…continued from A family not an agency
“So, what happened to Nathan?” I ask.
“He came to one of our wrestling sessions… and got beaten by a girl! He couldn’t believe it! He’d had an horrific upbringing and had never seen women as being strong in any way. It blew his mind.
“So then he started coming every week… he trained and trained. He got good at it and started winning competitions nationally and then internationally.
“And he changed?”
“It took a long time,” says Andrea. “There were plenty of phone calls at two in the morning when something had gone wrong, it needed lots of patience.”
“Which is the difference, isn’t it? Between yourselves and a statutory agency?”
“I’m sure there are other good agencies out there but, in truth, I don’t know who else would have done that.”
“And, if you hadn’t done it, then Nathan would have been a gangster?”
“Yes, there’s no doubt about it. He would definitely had been in prison at a very young age. I’m not speaking ill of him: he would tell you the same.”
“That must give you a huge amount of satisfaction?”
“If I never did anything else, it was worth doing for Nathan.”
“Where is he now?” I ask.
“Living in Guam, four hours past Japan. He’s 26 now, married to a two-time Olympic wrestler. They have a beautiful baby – my goddaughter – and he’s a manager at Calvin Klein. He literally is living the dream.
“And even though he is halfway around the world, all our young people look up to him and see him as a role model. Whenever he’s back in the UK, he always comes here first.”
Jason, another on Andrea’s programme, is next up the stairs. We’ve already met. He and Andrea came to the UCAN the other week. I’m going to interview him for this blog soon.
She shows me his timetable. “Everything is tailor-made to that particular young person, that family, that child,” she says. “And there is never a timescale to our work… we’ll always be here for them.”
Jason’s week includes helping in the Heartlift office, group sports sessions, volunteering on community projects in Breightmet and even supporting Andrea and the team with a teatime session with primary school kids. It’s a lot about self-esteem and introducing a routine.
“These lads don’t think they can manage a full five-day week,” says Andrea. “So we’ve put this schedule together to show them they can.”

> THINGS TO DO
A: In the interview with Andrea, where does Nathan live now?
B: Carry on the interview with Andrea from its last line.
The records have nothing to do with the interview with Andrea.

Point-per-instance localization data
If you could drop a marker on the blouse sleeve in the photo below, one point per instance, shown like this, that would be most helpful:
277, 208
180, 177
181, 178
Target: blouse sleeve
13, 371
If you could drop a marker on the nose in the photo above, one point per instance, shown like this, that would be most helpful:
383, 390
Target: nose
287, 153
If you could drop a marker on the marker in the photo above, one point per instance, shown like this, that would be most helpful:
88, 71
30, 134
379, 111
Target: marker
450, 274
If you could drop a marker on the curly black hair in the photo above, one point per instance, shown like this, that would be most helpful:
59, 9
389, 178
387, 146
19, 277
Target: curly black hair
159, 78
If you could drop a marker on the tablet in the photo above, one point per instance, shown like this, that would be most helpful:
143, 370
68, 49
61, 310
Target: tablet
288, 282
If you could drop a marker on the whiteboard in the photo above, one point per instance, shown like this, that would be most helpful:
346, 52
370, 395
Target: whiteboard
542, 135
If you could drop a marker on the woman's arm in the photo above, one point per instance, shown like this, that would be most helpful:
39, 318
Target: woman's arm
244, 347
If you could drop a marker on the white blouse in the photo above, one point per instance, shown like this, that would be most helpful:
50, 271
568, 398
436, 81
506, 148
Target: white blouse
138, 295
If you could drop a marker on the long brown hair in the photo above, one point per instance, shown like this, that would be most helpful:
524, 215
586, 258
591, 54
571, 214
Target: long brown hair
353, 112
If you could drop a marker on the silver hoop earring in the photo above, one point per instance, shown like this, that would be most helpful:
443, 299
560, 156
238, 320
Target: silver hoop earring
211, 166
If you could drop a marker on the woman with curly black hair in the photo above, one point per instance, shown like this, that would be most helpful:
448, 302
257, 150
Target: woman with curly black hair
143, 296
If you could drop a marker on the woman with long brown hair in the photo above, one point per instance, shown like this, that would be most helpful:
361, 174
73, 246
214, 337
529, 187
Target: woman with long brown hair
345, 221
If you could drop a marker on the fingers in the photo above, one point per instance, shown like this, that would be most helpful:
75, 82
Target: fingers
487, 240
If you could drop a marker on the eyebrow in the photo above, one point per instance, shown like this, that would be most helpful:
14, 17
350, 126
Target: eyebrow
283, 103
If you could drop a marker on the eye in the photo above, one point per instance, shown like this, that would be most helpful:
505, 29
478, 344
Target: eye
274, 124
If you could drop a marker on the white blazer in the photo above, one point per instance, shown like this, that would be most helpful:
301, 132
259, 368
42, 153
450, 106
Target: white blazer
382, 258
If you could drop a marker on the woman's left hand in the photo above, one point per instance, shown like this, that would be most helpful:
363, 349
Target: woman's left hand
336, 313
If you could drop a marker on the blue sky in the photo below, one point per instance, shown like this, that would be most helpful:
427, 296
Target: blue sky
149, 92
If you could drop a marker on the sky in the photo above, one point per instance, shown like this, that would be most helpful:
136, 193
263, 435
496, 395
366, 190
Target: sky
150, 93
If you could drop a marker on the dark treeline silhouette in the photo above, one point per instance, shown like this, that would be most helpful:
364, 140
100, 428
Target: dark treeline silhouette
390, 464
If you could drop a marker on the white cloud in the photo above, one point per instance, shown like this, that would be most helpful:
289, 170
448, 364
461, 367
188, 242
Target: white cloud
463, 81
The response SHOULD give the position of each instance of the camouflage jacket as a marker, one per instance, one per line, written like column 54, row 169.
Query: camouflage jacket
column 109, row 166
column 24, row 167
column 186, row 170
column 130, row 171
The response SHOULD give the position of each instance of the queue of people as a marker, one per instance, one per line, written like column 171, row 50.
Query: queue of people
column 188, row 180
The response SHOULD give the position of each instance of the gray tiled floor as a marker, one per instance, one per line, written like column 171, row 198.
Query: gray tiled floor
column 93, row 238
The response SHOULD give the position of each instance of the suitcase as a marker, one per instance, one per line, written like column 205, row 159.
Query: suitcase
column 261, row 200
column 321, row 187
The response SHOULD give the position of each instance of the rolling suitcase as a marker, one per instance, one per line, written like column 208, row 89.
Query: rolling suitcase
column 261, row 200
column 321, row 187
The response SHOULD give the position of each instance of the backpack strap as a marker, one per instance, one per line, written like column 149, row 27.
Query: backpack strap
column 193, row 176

> EXPECTED RESPONSES
A: He lives in Guam, four hours past Japan.

B:
“And how do you dovetail with the UCAN?” I ask as Jason sets off downstairs.
“It’s a perfect partnership really. The UCAN offers all the things we don’t. We’re the emotional support and, the way I see it, these lads wouldn’t have the confidence to walk in the UCAN without us. So we make the introductions and once they feel comfortable they’ll go in on their own.”
“Looking at individual needs; seeing the whole person with compassion; non-judgmental empathy. I can see the similarities between the UCAN and Heartlift,” I say.
“Yes, and it means a lot to me to know that Vanessa understands and appreciates what we do.”
Before I wrap up our chat and, with an eye on my upcoming interview, I ask about Jason.
“When all the boys started the programme, they’d tend to show their emotions. If they were angry, you’d know about it. Jason wasn’t like that. Everyone thought he was a lovely kid. And he is. But, because I’ve been doing this for a long time, he concerned me most.
“We ended up unravelling a whole history of sadness. We took the time to keep asking if he was okay. And we kept showing him we cared. He knew he wouldn’t be judged and, whatever it was, we’d be there to support him.
“Eventually we started unpicking what had happened and he started to write things down in his diary. We uncovered all the stuff he had carried around all his life and, in particular, over the last four years… the stuff that had manifested itself in really destructive ways.
“Now that’s stopped and he’s getting it out of his system in words.”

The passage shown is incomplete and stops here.